◆ What the task asks
Collect every line of the items below that contains the string "sneaker", copying each line as it appears.

--- start Data for this exercise ---

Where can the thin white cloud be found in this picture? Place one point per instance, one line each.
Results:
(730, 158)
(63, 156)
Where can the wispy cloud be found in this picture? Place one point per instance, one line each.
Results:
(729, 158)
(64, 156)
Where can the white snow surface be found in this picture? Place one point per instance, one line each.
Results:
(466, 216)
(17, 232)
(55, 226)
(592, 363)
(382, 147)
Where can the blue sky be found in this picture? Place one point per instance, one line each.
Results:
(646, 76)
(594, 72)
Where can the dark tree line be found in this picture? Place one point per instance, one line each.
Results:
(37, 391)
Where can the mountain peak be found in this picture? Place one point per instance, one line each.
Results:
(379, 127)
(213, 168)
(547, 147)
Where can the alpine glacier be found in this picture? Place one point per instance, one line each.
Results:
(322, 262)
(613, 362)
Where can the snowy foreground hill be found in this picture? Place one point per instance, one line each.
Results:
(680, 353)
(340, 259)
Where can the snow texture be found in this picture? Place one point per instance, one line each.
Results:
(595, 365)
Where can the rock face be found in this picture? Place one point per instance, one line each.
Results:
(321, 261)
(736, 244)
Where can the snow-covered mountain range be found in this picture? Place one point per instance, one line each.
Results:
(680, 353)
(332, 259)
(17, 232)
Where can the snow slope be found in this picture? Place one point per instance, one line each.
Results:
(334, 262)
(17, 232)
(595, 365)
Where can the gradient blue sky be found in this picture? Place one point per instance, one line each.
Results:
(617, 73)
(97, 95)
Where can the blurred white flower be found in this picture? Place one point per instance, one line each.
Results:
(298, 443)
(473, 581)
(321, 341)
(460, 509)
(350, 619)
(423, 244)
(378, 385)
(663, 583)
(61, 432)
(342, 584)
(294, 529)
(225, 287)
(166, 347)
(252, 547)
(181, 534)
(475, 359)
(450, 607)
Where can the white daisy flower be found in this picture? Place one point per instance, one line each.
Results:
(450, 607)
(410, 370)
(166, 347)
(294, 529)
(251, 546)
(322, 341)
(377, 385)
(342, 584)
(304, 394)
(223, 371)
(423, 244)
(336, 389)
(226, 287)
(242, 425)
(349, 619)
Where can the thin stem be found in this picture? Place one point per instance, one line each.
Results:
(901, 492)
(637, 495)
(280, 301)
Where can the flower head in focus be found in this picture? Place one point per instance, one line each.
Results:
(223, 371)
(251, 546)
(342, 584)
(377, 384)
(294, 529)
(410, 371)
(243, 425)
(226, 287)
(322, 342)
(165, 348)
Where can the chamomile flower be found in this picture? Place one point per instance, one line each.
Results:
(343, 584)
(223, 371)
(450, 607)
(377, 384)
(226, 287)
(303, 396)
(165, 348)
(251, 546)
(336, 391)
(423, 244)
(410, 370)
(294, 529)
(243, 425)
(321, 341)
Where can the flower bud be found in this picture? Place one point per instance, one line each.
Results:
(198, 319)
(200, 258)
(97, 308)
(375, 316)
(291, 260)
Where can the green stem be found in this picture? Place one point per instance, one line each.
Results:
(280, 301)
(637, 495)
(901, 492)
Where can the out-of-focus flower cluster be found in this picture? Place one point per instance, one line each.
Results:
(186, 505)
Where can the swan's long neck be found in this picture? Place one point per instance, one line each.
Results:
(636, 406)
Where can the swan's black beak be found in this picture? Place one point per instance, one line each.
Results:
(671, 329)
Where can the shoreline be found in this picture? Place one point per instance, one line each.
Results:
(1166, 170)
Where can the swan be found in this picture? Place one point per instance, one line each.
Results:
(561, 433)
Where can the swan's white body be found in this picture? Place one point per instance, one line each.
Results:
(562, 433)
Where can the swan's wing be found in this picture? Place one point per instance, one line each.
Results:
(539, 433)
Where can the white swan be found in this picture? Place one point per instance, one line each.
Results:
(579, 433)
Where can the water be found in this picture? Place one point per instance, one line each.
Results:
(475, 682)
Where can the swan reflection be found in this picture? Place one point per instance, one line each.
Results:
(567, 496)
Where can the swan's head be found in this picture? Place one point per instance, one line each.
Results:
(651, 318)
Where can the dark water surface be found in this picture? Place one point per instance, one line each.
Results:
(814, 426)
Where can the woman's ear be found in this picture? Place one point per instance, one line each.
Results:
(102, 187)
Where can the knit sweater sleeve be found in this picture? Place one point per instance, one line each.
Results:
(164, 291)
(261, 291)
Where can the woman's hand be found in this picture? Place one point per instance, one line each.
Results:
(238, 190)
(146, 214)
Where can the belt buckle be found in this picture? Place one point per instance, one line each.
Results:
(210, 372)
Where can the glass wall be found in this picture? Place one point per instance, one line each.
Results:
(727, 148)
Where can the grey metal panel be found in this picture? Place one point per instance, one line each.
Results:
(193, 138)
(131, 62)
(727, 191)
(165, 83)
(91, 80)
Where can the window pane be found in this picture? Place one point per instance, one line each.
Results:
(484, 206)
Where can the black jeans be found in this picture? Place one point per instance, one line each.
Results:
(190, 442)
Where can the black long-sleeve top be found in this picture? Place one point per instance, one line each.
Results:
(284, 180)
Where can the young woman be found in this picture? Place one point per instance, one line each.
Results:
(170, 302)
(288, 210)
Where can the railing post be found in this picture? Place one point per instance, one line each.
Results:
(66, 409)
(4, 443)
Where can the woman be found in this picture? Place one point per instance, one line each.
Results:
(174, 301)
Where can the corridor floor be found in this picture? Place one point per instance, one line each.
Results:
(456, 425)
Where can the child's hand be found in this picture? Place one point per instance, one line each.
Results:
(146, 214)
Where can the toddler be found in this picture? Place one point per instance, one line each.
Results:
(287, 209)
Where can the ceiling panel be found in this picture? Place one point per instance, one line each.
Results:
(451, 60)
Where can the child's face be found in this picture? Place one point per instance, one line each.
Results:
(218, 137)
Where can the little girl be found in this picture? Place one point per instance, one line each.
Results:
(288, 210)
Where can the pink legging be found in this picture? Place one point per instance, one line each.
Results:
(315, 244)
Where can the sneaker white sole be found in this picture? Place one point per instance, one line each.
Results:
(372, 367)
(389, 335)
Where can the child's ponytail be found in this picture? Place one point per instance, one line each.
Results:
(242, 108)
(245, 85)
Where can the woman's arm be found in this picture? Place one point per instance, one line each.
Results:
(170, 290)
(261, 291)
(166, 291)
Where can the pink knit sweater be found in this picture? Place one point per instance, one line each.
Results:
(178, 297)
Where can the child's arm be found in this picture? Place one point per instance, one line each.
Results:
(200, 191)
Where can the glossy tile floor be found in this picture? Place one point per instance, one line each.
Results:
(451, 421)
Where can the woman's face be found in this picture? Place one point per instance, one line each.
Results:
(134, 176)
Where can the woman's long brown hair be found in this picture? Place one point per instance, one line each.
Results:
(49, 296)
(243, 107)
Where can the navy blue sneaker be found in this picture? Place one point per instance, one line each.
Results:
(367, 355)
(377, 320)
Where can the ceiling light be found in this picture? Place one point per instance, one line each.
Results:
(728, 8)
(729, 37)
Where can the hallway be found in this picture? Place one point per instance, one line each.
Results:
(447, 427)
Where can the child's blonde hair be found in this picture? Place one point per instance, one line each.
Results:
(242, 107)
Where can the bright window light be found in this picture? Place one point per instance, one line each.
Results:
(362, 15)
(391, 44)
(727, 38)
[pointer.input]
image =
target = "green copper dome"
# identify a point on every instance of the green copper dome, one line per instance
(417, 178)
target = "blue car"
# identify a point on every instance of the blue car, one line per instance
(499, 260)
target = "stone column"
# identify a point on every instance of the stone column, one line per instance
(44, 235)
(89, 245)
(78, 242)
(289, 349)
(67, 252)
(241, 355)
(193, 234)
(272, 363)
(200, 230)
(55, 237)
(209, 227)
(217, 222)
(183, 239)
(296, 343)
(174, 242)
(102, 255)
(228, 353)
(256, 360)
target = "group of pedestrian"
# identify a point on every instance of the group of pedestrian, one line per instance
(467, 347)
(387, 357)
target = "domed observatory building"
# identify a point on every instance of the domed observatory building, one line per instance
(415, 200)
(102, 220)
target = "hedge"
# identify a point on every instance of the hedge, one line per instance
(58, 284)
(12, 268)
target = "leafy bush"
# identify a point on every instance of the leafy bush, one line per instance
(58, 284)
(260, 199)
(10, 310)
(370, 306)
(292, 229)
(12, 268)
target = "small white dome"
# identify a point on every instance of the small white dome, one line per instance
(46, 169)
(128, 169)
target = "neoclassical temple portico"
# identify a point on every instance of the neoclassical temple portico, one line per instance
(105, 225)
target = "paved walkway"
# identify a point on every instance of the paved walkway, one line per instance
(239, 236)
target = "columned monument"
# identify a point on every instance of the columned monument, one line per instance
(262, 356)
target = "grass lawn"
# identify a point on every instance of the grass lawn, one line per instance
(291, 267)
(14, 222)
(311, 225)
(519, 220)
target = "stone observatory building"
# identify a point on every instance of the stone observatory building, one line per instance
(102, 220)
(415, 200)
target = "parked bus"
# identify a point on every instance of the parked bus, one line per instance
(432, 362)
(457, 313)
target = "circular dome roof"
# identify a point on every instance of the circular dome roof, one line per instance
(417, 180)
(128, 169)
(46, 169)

--- end Data for this exercise ---

◆ Answer to the exercise
Where can the sneaker white sole be found in this picture? Place one point per instance, one line each.
Where can the navy blue sneaker be found in this picture? Place one point per instance, one line each.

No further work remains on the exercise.